* _What you have to do_
Starting at the line with "Might you point out the reflection", transcribe each line through the final one, both included, and add nothing.

* _Data listing_
_ _ _

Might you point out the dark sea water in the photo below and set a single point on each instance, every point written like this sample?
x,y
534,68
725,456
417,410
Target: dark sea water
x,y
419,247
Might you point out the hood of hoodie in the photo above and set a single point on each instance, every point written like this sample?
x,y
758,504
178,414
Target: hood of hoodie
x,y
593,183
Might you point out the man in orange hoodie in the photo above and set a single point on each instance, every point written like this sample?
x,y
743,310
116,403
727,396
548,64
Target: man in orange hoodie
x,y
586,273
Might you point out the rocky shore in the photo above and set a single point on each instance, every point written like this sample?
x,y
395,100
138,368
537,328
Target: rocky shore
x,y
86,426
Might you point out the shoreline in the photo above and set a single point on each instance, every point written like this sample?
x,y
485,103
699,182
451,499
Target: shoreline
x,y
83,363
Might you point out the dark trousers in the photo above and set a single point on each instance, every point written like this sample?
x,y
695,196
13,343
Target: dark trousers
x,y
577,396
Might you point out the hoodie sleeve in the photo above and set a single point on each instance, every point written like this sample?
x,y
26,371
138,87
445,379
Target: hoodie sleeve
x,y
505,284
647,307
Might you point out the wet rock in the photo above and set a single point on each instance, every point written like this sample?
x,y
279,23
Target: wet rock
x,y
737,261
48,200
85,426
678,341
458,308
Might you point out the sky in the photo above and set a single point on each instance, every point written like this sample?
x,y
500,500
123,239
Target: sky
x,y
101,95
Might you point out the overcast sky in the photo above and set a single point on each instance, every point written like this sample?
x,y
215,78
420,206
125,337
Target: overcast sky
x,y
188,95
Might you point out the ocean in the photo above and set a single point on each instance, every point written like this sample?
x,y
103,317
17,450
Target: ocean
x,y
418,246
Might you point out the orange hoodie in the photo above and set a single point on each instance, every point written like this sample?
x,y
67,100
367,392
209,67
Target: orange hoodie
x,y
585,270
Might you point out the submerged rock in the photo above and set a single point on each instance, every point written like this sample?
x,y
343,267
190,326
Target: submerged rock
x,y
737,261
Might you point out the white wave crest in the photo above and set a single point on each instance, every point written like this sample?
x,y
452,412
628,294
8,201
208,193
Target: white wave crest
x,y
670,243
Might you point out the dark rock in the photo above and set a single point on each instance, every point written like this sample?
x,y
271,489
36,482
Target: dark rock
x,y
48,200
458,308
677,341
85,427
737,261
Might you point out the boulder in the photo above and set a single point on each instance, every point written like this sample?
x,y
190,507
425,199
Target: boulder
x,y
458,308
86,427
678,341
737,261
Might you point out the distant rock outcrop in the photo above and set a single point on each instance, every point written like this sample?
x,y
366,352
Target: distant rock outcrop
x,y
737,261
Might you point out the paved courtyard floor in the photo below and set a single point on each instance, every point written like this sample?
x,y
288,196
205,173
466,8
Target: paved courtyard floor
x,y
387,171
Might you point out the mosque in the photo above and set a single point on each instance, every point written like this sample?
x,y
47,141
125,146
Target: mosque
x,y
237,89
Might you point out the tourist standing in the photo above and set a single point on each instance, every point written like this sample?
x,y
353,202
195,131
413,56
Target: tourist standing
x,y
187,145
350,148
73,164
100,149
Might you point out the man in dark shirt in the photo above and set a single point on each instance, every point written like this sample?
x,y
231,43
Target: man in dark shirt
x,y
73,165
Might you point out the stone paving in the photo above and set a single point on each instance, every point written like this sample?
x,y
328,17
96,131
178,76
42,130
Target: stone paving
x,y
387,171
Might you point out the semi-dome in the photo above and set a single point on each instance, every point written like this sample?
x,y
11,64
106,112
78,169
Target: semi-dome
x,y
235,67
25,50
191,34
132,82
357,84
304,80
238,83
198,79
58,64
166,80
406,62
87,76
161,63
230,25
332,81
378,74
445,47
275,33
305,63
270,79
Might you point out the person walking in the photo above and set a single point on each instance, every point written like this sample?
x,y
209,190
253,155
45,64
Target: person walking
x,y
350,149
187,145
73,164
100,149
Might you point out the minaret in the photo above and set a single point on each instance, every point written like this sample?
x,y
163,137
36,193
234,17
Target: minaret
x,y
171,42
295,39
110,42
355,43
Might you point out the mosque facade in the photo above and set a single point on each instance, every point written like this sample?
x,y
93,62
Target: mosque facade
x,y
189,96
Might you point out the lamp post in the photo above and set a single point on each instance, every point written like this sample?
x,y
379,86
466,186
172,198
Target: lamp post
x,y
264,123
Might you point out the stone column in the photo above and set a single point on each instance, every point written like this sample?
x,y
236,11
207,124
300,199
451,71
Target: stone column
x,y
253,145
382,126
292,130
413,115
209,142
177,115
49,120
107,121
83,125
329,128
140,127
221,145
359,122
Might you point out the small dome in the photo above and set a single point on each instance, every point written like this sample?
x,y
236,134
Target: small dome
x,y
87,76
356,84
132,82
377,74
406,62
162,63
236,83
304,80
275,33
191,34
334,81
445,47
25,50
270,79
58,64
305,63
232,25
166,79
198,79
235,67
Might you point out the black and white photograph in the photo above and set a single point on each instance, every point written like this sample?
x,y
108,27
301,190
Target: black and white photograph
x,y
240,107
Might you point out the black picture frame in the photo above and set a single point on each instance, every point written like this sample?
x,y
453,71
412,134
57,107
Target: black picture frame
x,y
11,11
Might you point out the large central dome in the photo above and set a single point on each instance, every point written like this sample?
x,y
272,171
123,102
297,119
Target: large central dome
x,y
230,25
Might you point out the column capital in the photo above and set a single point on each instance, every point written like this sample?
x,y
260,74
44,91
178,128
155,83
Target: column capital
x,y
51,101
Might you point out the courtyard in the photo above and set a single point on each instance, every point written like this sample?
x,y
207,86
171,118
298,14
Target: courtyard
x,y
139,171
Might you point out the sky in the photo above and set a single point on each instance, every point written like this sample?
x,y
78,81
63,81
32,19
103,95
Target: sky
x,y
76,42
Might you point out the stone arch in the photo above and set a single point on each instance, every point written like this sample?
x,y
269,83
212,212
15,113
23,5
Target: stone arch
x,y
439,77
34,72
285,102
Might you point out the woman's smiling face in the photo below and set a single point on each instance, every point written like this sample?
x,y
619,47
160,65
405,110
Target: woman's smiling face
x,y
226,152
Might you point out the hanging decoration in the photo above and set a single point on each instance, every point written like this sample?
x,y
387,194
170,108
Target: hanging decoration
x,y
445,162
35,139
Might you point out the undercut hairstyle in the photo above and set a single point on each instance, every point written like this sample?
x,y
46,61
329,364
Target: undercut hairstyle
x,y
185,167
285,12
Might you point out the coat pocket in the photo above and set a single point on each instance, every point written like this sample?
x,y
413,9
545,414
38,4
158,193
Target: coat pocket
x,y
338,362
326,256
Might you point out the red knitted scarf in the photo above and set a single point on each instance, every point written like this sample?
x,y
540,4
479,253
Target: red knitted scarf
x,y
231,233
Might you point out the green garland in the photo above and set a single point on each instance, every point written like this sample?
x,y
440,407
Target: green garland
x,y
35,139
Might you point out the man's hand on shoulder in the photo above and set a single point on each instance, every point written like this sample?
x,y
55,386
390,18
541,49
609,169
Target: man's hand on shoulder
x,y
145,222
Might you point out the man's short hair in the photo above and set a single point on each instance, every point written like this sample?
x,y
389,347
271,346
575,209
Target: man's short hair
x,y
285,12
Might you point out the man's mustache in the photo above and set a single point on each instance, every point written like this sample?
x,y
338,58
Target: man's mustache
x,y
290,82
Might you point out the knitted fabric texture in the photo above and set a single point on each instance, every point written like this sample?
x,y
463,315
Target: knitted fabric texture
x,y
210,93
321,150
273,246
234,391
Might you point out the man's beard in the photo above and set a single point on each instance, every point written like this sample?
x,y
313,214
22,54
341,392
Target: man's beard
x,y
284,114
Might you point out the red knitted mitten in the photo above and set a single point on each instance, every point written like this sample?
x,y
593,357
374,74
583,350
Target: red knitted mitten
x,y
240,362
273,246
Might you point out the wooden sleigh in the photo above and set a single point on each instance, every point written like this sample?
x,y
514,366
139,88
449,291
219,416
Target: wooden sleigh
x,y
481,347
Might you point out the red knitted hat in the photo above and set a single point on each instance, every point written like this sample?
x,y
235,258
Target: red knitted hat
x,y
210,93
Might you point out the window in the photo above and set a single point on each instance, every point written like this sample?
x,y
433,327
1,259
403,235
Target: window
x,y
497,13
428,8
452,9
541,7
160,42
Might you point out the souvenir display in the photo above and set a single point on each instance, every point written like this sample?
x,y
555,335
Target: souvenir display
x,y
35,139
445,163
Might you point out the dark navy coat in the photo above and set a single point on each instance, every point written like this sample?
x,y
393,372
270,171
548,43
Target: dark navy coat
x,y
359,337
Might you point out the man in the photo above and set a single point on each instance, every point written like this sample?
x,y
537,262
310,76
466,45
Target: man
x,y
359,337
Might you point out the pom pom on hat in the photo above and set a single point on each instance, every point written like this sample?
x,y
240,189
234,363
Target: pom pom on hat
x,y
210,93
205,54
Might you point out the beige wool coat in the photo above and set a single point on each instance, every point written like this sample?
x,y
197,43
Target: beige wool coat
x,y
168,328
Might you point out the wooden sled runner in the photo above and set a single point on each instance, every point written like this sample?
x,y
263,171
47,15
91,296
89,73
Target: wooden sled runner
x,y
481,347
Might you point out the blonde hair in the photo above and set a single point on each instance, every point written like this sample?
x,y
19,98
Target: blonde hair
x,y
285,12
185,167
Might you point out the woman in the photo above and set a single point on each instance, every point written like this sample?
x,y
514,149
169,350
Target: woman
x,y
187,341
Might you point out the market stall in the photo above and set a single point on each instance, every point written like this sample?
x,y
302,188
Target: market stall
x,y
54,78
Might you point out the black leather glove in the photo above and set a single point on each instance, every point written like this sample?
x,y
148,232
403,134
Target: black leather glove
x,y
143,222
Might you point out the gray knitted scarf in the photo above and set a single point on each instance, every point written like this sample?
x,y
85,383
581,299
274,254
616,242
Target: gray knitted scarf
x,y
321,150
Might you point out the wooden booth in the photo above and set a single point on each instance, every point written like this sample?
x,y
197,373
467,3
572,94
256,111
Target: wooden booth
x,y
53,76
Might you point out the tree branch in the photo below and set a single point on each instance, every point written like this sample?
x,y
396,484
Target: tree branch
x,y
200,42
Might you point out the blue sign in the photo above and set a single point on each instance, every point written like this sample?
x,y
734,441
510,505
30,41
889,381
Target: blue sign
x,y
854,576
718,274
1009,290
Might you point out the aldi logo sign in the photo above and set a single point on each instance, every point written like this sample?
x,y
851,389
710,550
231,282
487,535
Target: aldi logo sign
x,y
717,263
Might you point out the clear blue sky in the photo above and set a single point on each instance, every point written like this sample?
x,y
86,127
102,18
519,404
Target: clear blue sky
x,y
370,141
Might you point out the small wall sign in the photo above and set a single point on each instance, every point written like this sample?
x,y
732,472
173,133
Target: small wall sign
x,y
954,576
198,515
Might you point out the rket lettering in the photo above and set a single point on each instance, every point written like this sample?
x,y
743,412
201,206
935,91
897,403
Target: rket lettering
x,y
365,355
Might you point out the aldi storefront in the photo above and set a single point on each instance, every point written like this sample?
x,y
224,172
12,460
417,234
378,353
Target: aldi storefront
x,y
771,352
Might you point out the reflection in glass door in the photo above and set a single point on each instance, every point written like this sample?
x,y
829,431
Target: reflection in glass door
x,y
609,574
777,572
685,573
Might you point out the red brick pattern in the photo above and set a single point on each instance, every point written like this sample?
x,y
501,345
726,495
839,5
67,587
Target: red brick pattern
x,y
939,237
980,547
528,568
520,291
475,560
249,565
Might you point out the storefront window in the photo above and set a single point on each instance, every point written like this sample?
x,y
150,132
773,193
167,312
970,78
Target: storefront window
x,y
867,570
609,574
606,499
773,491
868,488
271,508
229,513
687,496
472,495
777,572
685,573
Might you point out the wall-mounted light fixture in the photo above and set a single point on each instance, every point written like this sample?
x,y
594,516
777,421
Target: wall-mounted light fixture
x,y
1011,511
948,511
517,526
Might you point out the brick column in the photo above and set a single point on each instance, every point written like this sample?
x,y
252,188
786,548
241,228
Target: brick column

_ _ _

* _Solution_
Might you point out the reflection in glass door in the photo above and set a single point on each instance, every point written like this sample?
x,y
829,431
Target: reflection in glass door
x,y
609,574
777,572
685,573
Might you point out the red brick pattern in the photo above and set a single point on each instance, every point written like this sample?
x,y
501,345
726,495
839,5
67,587
Target: red brick pattern
x,y
939,237
980,547
528,568
520,291
475,560
249,565
Might you point out the storefront window in the photo above and set a single point on each instance, every point written like this sample?
x,y
150,132
773,193
167,312
970,78
Target: storefront window
x,y
867,570
609,574
606,499
773,491
868,488
271,508
229,513
687,496
472,495
777,572
685,573
Might you point out the wall-mounted light fixture in the photo above and set a single point on each instance, every point written like this sample?
x,y
594,516
777,421
Target: wall-mounted light fixture
x,y
1011,511
948,511
517,526
Might you point out the brick column in the photo above and set a single point on each instance, every point written like this sample?
x,y
252,188
786,548
241,228
Target: brick column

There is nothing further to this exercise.